(Stored data)
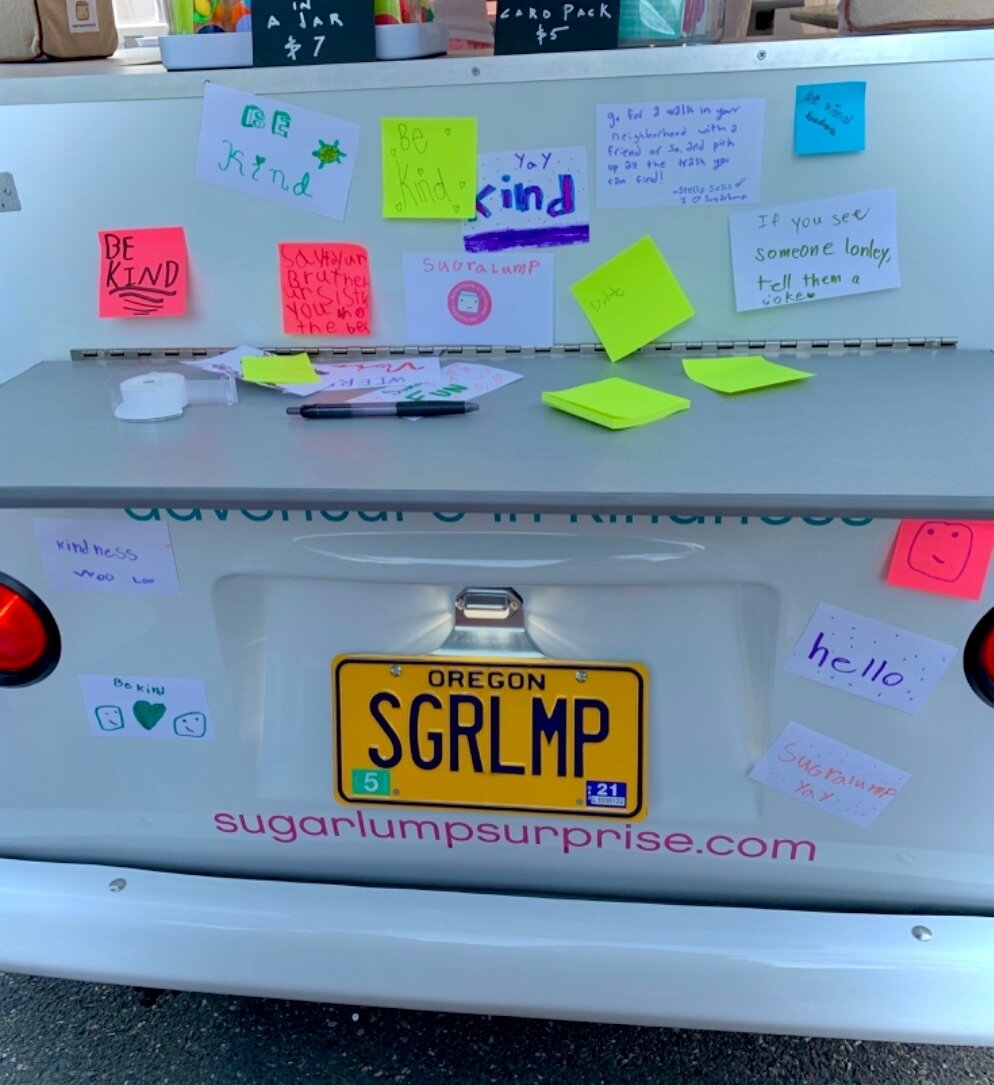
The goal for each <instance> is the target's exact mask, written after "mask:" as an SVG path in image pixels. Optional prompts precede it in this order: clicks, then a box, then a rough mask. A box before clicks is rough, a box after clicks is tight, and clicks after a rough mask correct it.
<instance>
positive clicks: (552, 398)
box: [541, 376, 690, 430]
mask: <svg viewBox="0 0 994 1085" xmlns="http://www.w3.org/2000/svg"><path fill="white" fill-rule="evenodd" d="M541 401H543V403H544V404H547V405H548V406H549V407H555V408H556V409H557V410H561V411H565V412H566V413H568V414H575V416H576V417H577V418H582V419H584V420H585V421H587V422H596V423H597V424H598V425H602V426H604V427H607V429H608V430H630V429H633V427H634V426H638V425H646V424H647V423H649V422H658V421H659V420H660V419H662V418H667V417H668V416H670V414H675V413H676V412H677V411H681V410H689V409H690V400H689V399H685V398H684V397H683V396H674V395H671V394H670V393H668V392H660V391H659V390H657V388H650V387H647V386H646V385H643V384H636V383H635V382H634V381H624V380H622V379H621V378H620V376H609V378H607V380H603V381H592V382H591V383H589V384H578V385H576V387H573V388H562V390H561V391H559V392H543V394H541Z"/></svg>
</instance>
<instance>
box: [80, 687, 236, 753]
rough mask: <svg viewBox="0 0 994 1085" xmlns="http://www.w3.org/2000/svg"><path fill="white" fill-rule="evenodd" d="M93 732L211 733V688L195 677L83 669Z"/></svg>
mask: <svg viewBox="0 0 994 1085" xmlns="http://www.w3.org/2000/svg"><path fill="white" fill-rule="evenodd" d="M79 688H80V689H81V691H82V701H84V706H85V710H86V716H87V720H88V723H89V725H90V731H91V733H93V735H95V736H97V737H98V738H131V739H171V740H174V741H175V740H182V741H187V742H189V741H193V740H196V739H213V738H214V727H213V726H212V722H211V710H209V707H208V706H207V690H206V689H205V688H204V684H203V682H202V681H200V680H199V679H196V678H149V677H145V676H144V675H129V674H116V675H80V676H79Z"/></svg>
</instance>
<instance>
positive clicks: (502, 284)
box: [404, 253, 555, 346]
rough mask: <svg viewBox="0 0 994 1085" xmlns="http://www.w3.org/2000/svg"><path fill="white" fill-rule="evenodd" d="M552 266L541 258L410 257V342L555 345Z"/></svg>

Aim of the exercise »
Output each record verbatim, but skip anything that is a picture.

Answer for this exercise »
The goal for each <instance> is the target's exact mask, written after "mask:" as an SVG path in image pixels. Optional prompts precede it in this order: clicks, then a box, then a rough mask. A box before clicks is rough, a box after clicks is tight, and clicks after a rough mask correct it.
<instance>
positive clicks: (552, 398)
box: [541, 376, 690, 430]
mask: <svg viewBox="0 0 994 1085" xmlns="http://www.w3.org/2000/svg"><path fill="white" fill-rule="evenodd" d="M541 401H543V403H544V404H547V405H548V406H549V407H555V408H556V409H557V410H561V411H565V412H566V413H568V414H575V416H576V417H577V418H582V419H584V420H585V421H587V422H596V423H597V424H598V425H602V426H604V427H607V429H608V430H630V429H633V427H634V426H638V425H646V424H647V423H649V422H658V421H659V420H660V419H662V418H667V417H668V416H670V414H675V413H676V412H677V411H681V410H689V409H690V400H689V399H685V398H684V397H683V396H674V395H671V394H670V393H668V392H660V391H659V390H657V388H650V387H647V386H646V385H643V384H636V383H635V382H634V381H624V380H622V379H621V378H620V376H609V378H607V380H603V381H592V382H591V383H589V384H578V385H576V387H573V388H562V390H561V391H559V392H543V394H541Z"/></svg>
</instance>
<instance>
box: [80, 687, 236, 753]
rough mask: <svg viewBox="0 0 994 1085" xmlns="http://www.w3.org/2000/svg"><path fill="white" fill-rule="evenodd" d="M93 732L211 733V688L195 677L83 669Z"/></svg>
mask: <svg viewBox="0 0 994 1085" xmlns="http://www.w3.org/2000/svg"><path fill="white" fill-rule="evenodd" d="M79 688H80V689H81V691H82V701H84V706H85V710H86V716H87V720H88V723H89V725H90V731H91V733H93V735H95V736H97V737H98V738H131V739H171V740H174V741H175V740H182V741H187V742H189V741H193V740H196V739H213V738H214V727H213V726H212V722H211V710H209V707H208V706H207V690H206V689H205V688H204V684H203V682H202V681H200V680H199V679H196V678H149V677H145V676H144V675H129V674H116V675H80V676H79Z"/></svg>
</instance>
<instance>
positive clicks: (502, 284)
box: [404, 253, 555, 346]
rough mask: <svg viewBox="0 0 994 1085" xmlns="http://www.w3.org/2000/svg"><path fill="white" fill-rule="evenodd" d="M552 266L541 258L410 257V342L555 345Z"/></svg>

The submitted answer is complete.